The Regional Appeals Examiner for the Civil Service Commission noted:

"We find no reason to disbelieve Mr. Rainford when he named the appellant as the person who suggested this plan for the theft of government subsistence items. . . . The circumstantial evidence in this case offers strong support to the testimony of Mr. Rainford that he agreed to the appellant's plan to unlawfully take the government subsistence items from the base."

The two hearing officers had the opportunity to observe the witnesses' demeanor and to hear them testify. It would hardly comport with the judicial function in these cases were the court to ignore these facts and rely instead on its own speculative appraisals of the witnesses' credibility.[5]

*1178 It bears repeating that this court is not authorized to weigh the evidence and substitute its judgment for the judgment of the administrative agency in cases such as this. Its sole task in reviewing the administrative findings is to insure that they are supported by substantial evidence. This does not mean that the court will uphold the agency's finding on the basis of any evidence.

"Substantial evidence is more than a mere scintilla. It means such relevant evidence as a reasonable mind might accept as adequate to support a conclusion." Consolidated Edison Co. of New York v. NLRB, 305 U.S. 197, 229, 59 S. Ct. 206, 217, 83 L. Ed. 126 (1938).

▶ _Task instructions_
- a) Please answer these questions using the court opinion excerpt above:
(i) Whose testimony did the Regional Appeals Examiner find no reason to disbelieve?
(ii) Who had the opportunity to observe the witnesses' demeanor and hear them testify?
(iii) In the quoted definition, substantial evidence is more than what?
- b) Quote the court opinion excerpt above word for word, from "The two hearing" to "of any evidence.".

▶ _Recorded data_
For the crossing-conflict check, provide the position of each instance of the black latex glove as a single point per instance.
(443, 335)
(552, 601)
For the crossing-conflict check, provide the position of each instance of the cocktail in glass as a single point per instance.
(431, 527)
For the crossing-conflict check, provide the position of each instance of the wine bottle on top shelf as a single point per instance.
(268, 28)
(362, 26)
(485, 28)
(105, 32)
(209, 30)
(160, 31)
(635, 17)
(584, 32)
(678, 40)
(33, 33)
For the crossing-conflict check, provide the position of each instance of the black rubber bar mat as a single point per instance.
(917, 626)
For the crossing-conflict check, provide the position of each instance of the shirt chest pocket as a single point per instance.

▶ _Answers provided_
- a)
(i) Mr. Rainford's
(ii) The two hearing officers
(iii) A mere scintilla

- b)
The two hearing officers had the opportunity to observe the witnesses' demeanor and to hear them testify. It would hardly comport with the judicial function in these cases were the court to ignore these facts and rely instead on its own speculative appraisals of the witnesses' credibility.[5]

*1178 It bears repeating that this court is not authorized to weigh the evidence and substitute its judgment for the judgment of the administrative agency in cases such as this. Its sole task in reviewing the administrative findings is to insure that they are supported by substantial evidence. This does not mean that the court will uphold the agency's finding on the basis of any evidence.